Une nouvelle série d'attaques a visé depuis mardi soir la communauté chrétienne de Bagdad, faisant six morts et 33 blessés, et suscitant la panique des fidèles, dont la majorité ne pense plus qu'à fuir.

Dix jours seulement après le carnage dans une église de Bagdad, un archevêque syriaque catholique a lancé un appel à la communauté internationale, jugeant que ne pas venir en aide aux chrétiens de son pays serait «criminel».

«Depuis mardi soir, il y a eu 13 bombes et deux obus de mortier contre des maisons et des magasins appartenant à des chrétiens, qui ont fait au total six tués et 33 blessés», a indiqué une source au ministère de la Défense, qui a également fait état d'une église endommagée.

Mardi soir, trois maisons appartenant à des chrétiens à Mansour ont notamment été la cible d'attentats, qui ont fait trois blessés, dont un enfant de quatre mois, selon le vicaire épiscopal syriaque catholique Mgr Pios Kasha.

Ces attaques interviennent dix jours après le massacre commis en pleine messe par un commando d'Al-Qaïda dans la cathédrale Notre-Dame du Perpétuel secours, où 44 fidèles et deux prêtres ont péri.

C'est vers ce même édifice moderne du quartier de Karrada, qui porte toujours les stigmates du carnage, qu'ont convergé mercredi matin des familles paniquées, soit une vingtaine de personnes.

▶ _Exercices à traiter_
**a)** D'après l'article sur les attaques contre les chrétiens de Bagdad, combien de personnes ont péri lors du massacre dans la cathédrale Notre-Dame du Perpétuel secours ?
**b)** Restituez tel quel le passage de l'article sur les attaques contre les chrétiens de Bagdad qui va de « C'est vers ce » jusqu'à « vingtaine de personnes. » inclus.
Le matériel placé plus bas ne joue aucun rôle ici.

▶ _Extrait de données_
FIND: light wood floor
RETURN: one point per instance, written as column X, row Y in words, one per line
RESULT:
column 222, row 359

▶ _Les réponses_
**a)** 44 fidèles et deux prêtres.

**b)**
C'est vers ce même édifice moderne du quartier de Karrada, qui porte toujours les stigmates du carnage, qu'ont convergé mercredi matin des familles paniquées, soit une vingtaine de personnes.